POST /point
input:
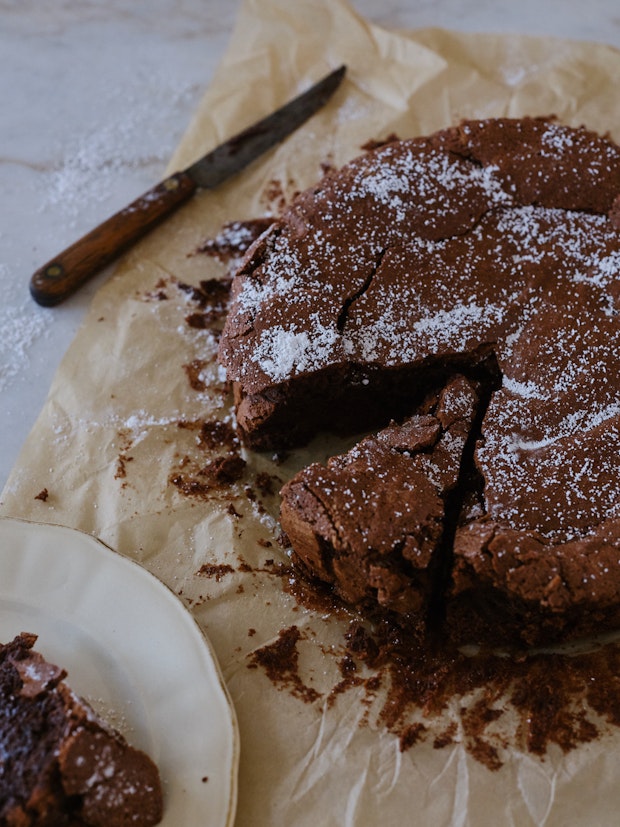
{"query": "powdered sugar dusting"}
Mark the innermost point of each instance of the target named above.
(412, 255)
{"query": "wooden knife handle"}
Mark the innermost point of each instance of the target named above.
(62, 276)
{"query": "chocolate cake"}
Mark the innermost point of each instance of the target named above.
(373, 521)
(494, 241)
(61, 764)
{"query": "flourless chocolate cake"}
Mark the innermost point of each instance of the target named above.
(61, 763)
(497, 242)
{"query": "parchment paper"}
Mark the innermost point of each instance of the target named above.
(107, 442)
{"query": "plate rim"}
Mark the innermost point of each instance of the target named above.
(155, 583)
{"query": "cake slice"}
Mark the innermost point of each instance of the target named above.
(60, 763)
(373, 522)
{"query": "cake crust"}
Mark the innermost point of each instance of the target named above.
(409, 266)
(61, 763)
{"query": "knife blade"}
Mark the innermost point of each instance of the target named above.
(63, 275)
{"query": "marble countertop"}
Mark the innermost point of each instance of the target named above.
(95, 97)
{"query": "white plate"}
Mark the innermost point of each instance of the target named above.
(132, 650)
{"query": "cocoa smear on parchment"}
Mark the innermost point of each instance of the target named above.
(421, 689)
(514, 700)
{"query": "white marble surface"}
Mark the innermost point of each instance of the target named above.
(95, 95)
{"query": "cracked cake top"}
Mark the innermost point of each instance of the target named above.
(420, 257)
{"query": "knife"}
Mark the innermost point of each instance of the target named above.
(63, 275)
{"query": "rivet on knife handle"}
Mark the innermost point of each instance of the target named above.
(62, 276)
________
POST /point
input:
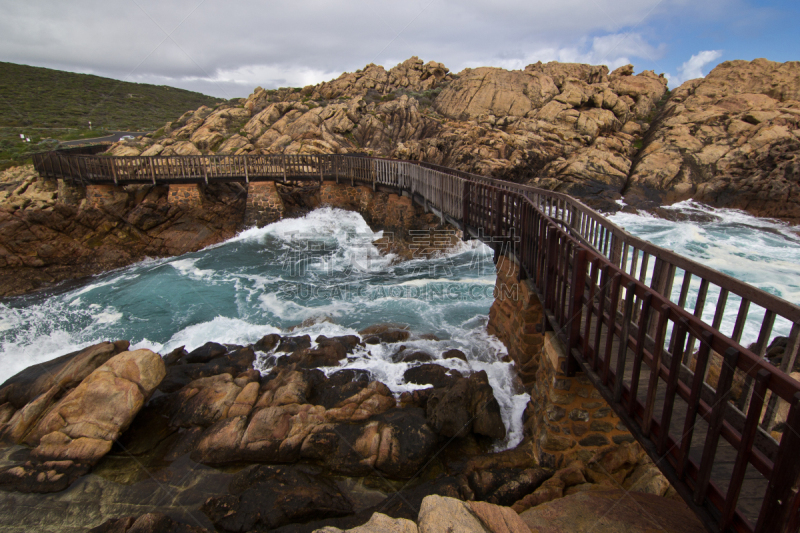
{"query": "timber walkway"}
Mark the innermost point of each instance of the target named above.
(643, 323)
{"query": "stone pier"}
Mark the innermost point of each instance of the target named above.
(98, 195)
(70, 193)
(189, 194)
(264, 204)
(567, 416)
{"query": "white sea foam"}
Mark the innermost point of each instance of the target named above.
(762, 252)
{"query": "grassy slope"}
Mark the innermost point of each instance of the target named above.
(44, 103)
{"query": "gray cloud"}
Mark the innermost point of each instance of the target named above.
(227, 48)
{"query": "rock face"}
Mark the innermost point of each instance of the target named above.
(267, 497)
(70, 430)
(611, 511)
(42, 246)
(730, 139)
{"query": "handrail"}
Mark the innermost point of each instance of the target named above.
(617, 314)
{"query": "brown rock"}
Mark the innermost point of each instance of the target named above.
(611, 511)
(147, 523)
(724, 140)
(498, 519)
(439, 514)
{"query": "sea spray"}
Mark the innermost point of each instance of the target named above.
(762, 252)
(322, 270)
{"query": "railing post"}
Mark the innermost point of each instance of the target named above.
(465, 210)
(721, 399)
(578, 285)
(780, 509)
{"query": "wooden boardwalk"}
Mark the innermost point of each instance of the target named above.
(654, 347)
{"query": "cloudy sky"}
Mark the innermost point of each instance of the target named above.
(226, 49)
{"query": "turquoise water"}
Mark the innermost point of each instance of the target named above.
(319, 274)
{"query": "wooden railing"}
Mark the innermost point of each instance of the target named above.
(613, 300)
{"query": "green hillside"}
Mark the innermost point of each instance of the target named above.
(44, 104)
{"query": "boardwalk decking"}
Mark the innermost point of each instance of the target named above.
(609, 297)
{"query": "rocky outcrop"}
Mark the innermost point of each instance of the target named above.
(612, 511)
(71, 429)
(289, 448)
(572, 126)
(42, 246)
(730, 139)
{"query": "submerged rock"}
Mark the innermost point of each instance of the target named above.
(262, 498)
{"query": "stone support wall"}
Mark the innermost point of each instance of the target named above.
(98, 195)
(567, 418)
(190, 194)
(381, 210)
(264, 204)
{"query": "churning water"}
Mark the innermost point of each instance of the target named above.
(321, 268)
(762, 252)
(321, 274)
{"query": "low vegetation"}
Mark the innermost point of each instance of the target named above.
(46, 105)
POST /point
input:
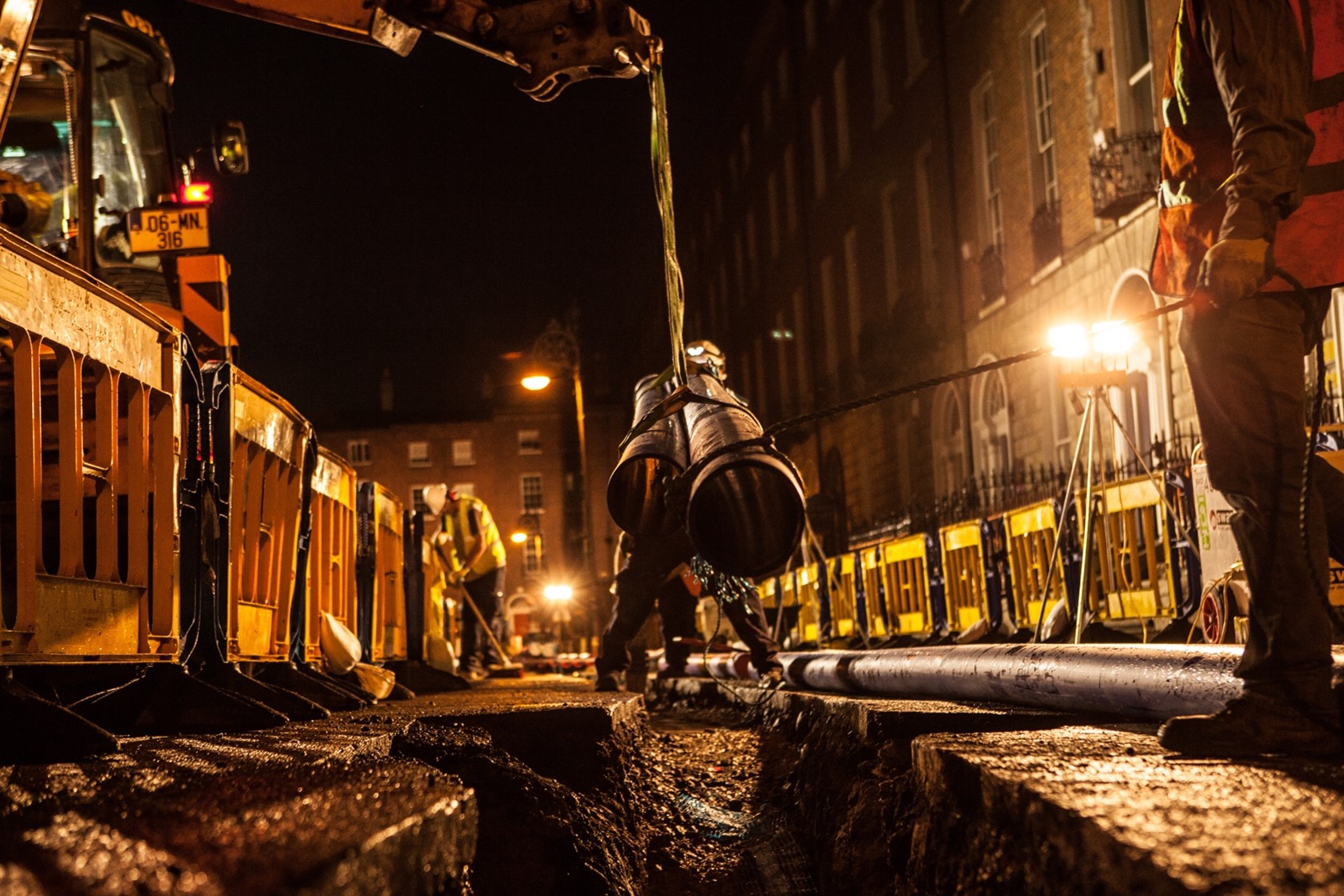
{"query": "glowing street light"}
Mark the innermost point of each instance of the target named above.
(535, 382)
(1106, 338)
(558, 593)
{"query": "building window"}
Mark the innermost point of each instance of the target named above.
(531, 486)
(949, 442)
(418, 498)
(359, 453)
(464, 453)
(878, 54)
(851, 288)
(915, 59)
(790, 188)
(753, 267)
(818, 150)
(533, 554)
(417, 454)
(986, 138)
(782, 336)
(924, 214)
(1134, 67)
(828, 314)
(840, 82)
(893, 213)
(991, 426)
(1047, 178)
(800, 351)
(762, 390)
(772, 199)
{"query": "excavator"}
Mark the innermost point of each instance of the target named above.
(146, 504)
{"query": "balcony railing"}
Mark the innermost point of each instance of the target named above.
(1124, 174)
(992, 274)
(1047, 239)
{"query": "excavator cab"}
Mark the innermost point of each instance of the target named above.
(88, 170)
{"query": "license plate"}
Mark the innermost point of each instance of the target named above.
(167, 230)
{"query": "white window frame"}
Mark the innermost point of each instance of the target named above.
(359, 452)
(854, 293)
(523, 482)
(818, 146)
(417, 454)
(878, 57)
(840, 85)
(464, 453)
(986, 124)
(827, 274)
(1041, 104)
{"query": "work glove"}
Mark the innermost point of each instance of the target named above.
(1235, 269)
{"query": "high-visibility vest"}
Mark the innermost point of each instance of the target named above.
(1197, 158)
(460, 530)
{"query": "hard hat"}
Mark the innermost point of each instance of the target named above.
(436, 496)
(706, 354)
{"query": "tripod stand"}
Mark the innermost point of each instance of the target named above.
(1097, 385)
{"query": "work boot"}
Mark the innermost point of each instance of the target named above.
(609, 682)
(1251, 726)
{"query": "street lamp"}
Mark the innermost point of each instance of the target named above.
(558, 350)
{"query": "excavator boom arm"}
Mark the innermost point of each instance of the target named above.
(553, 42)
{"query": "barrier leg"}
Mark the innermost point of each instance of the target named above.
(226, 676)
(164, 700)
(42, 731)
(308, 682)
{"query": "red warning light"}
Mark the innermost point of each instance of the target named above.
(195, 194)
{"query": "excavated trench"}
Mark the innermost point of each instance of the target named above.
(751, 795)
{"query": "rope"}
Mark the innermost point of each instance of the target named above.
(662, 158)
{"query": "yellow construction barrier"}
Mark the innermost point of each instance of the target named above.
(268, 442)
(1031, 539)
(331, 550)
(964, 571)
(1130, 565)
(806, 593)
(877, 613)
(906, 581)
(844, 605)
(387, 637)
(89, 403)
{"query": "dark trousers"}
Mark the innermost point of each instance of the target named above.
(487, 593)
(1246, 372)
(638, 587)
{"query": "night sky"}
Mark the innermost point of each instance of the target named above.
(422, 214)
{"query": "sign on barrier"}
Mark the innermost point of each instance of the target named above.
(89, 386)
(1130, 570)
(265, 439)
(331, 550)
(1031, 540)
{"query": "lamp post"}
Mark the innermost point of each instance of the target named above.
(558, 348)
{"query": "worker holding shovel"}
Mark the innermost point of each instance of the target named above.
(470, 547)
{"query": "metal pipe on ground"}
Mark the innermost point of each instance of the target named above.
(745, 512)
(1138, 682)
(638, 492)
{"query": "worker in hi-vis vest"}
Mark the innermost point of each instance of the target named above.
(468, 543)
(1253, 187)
________
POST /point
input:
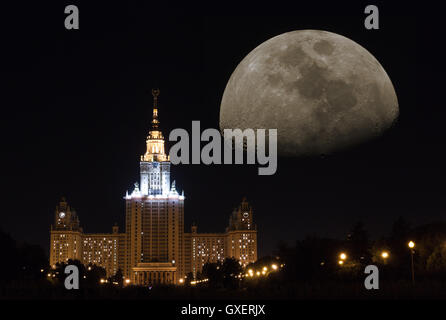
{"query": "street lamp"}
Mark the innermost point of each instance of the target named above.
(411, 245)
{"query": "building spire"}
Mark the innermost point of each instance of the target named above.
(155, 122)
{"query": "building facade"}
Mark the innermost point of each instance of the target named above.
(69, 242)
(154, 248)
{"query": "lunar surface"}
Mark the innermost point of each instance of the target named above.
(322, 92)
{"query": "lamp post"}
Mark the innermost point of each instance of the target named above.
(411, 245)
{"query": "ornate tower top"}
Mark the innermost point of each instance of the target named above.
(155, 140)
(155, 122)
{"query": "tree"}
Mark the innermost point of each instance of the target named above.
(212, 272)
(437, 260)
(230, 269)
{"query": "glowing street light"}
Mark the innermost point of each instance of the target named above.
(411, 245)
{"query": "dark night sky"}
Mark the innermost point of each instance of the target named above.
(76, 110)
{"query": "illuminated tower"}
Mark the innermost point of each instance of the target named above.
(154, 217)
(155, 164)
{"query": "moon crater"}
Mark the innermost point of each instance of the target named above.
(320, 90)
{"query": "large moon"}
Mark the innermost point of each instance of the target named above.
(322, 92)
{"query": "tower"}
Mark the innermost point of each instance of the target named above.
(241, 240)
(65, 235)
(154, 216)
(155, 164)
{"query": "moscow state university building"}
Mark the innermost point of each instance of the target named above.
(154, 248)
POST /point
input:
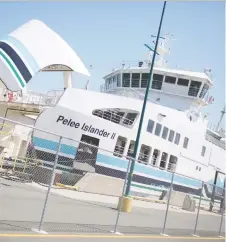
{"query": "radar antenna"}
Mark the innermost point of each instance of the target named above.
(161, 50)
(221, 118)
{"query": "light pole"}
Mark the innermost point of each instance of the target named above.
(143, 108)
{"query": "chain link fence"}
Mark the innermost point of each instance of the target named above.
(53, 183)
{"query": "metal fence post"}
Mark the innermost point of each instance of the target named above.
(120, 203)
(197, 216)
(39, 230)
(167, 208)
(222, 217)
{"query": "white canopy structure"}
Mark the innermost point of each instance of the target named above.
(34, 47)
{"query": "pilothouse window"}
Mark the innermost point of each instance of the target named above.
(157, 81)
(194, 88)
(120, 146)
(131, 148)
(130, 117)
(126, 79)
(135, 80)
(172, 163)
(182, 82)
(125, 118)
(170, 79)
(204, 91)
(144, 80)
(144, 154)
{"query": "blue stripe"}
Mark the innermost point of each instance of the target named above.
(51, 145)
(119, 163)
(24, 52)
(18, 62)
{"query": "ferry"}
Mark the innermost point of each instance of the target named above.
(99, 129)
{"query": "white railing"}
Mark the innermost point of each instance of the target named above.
________
# Request:
Show every line of the records that contains the word "knife".

# Answer to the exercise:
{"query": "wooden knife handle"}
{"query": "knife blade"}
{"query": "knife"}
{"query": "rivet on knife handle"}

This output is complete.